--- Page extract ---

Catholic
- Coat of arms
- Incumbent Paul III Nona since 12 April 2026

Location
- Country: Iraq
- Headquarters: Baghdad, Iraq

Information
- First holder: Saint Thomas the Apostle (as Patriarch of the Church of the East by tradition), Shimun VIII Yohannan Sulaqa (as Chaldean Catholic Patriarch)
- Denomination: Chaldean Catholic Church
- Rite: East Syriac Rite
- Established: Apostolic Era 280 as Diocese of Seleucia-Ctesifonte 1553 as Eastern Catholic Patriarchate
- Cathedral: Cathedral of St. Joseph
- Language: East-Syriac
- Bishops emeritus: Louis Raphaël I Sako

Website
- Official website

= Chaldean Catholic Patriarchate of Baghdad =

Eastern Catholic patriarchate in Iraq

The Chaldean Catholic Patriarchate of Baghdad, or simply the Chaldean Patriarchate (Patriarchatus Chaldæorum), is the official title held by the primate of the Chaldean Catholic Church. The Patriarchate is based in the Cathedral of Our Lady of Sorrows, Baghdad, Iraq. The patriarchal see is currently held by Mar Paul III Nona. He is assisted by the archbishop of Erbil Shlemon Warduni and the Auxiliary Bishop of Baghdad, Basel Yaldo.

--- Rows ---

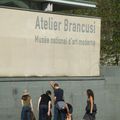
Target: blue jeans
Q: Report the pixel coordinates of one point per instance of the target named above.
(25, 114)
(43, 109)
(58, 113)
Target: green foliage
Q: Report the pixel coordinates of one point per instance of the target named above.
(109, 11)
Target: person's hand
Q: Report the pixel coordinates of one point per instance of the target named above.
(48, 113)
(90, 113)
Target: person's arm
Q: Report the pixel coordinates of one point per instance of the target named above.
(91, 104)
(22, 102)
(38, 103)
(67, 109)
(52, 84)
(49, 108)
(31, 104)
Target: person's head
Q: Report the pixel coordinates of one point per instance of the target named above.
(48, 92)
(56, 85)
(90, 93)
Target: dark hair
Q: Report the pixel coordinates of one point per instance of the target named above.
(56, 85)
(90, 93)
(48, 92)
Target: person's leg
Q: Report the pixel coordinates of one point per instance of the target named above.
(22, 113)
(55, 113)
(63, 115)
(43, 112)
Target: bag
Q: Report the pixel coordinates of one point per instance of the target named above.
(94, 108)
(61, 105)
(32, 115)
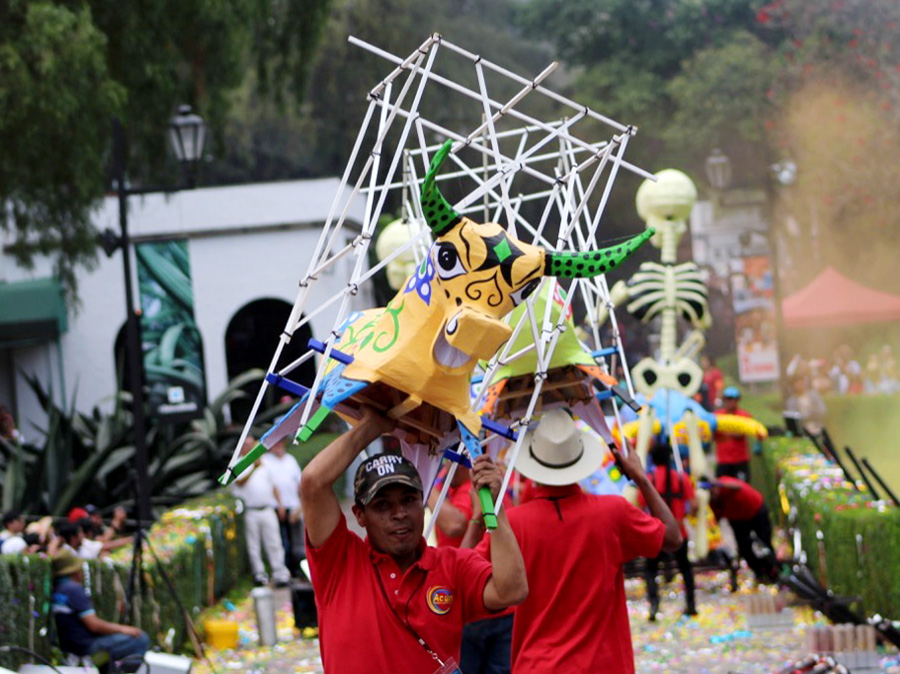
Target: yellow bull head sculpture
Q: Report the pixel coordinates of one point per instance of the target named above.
(447, 316)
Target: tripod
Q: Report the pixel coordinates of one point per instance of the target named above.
(136, 585)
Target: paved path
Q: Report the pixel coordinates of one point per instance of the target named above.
(715, 642)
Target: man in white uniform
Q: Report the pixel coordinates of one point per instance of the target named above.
(285, 472)
(257, 490)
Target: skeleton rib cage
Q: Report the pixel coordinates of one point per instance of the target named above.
(509, 145)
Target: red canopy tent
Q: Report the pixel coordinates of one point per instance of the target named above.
(832, 299)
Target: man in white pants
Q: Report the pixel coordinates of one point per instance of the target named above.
(257, 490)
(285, 471)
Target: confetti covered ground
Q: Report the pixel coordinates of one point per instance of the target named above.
(717, 641)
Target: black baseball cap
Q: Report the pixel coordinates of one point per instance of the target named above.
(382, 470)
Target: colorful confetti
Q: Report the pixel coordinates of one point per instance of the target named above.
(717, 641)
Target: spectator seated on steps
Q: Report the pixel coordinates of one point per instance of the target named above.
(80, 630)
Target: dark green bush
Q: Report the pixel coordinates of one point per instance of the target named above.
(859, 555)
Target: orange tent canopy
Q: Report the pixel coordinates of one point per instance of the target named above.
(832, 299)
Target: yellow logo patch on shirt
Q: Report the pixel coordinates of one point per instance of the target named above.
(440, 599)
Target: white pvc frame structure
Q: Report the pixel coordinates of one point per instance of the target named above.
(549, 153)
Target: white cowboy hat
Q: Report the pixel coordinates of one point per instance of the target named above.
(558, 452)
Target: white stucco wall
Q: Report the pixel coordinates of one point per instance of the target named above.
(245, 243)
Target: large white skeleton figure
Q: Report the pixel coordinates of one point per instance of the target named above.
(667, 289)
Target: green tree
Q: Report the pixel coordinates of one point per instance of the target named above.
(67, 67)
(56, 99)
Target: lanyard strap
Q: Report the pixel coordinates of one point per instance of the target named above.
(405, 623)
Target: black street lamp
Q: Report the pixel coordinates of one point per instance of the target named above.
(187, 135)
(718, 170)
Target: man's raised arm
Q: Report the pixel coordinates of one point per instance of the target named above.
(321, 509)
(508, 585)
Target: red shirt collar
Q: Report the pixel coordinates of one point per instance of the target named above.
(548, 491)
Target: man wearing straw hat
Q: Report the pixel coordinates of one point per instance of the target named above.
(390, 603)
(574, 545)
(81, 631)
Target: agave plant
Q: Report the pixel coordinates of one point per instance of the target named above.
(87, 458)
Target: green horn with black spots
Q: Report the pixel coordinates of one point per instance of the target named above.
(439, 214)
(593, 262)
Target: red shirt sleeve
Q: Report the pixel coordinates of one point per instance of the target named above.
(640, 535)
(473, 572)
(327, 562)
(688, 486)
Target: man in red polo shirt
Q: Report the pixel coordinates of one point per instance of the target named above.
(575, 618)
(677, 491)
(390, 603)
(732, 451)
(746, 512)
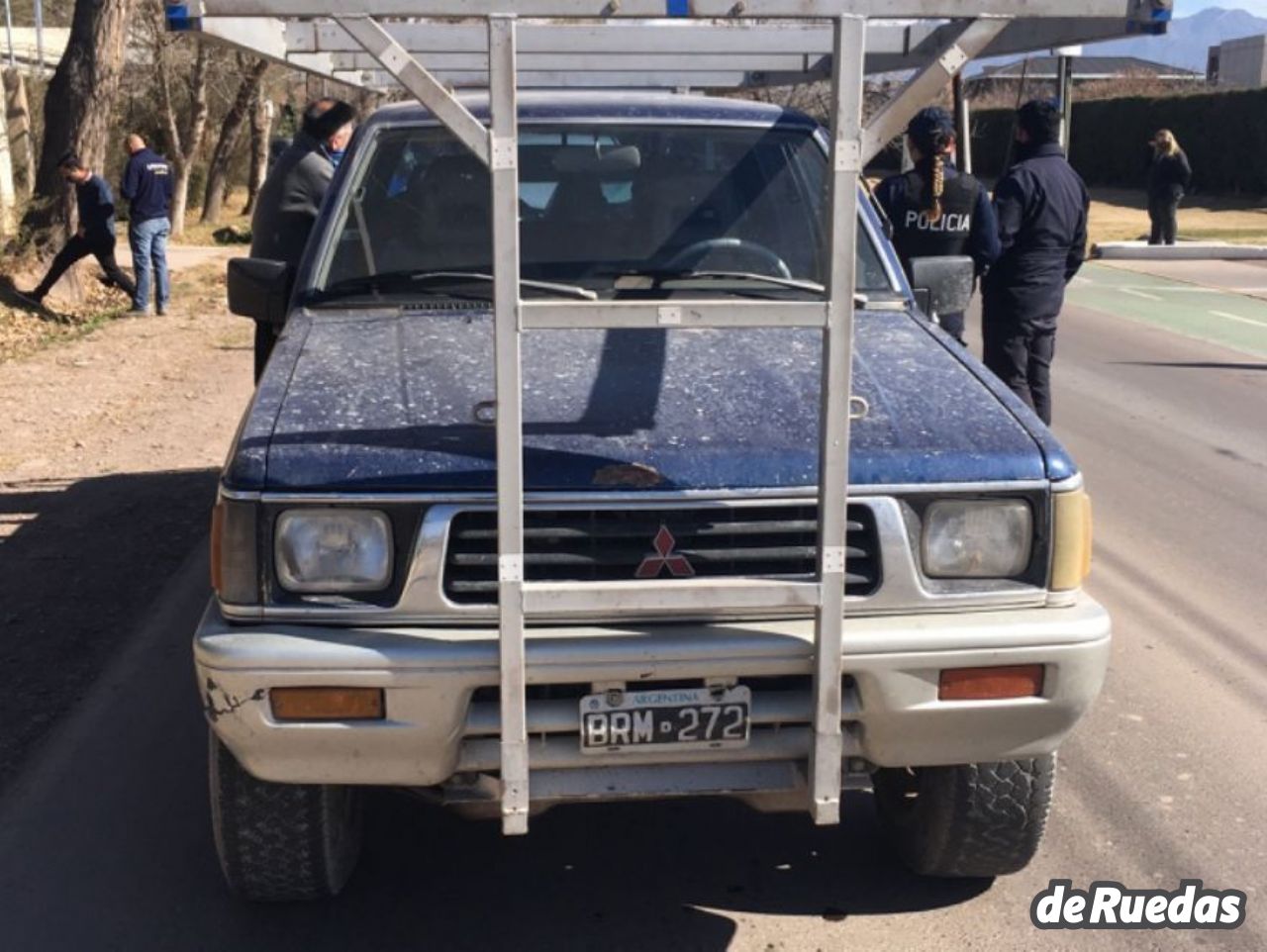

---

▸ What you will do:
1. Which rite does the Chaldean patriarchate page list for the church?
2. The Chaldean patriarchate page names two people as first holder. Explain why, using only what the page says.
3. Carry the Chaldean patriarchate article forward from its final sentence.
The records have nothing to do with the text on the Chaldean Catholic Patriarchate of Baghdad.

▸ Written answers:
1. The East Syriac Rite.

2. Each name is given for a different capacity. Saint Thomas the Apostle is counted, by tradition, as the first Patriarch of the Church of the East. Shimun VIII Yohannan Sulaqa was the first as Chaldean Catholic Patriarch.

3.
Chaldean Catholics are the majority of Assyrians in Iraq, an indigenous people of Upper Mesopotamia.

==Etymology==
In 1552, there was a schism within the Church of the East. This was caused by discontent among the bishops (metropolitans) over actions of the patriarch Shemʿon VII Ishoʿyahb in following the tradition of previous patriarch Shemʿon IV Basidi who made the patriarchal succession hereditary, normally from uncle to nephew. Joseph I (1681–1696), who served as the Metropolitan of Amid (modern-day Diyarbakır, Turkey) led an off-shoot of the Church of the East and joined the Catholic Church. His successor, Joseph II (1696–1713), was officially bestowed with the symbolic title Patriarch of Babylon. Although this patriarchate was established in the city of Diyarbakır, it was eventually moved to the city of Mosul and finally to Baghdad where it remains to this day. The title Patriarch of Babylon or Patriarch of Babylon of the Chaldeans remained in popular usage until the name Babylon was officially abandoned in August, 2021.

==See also==
- List of Chaldean Catholic patriarchs of Baghdad
- Chaldean Catholic Church
- Council of Catholic Patriarchs of the East

==Sources==
- Wigram, William Ainger (1910). "An Introduction to the History of the Assyrian Church or The Church of the Sassanid Persian Empire 100-640 A.D."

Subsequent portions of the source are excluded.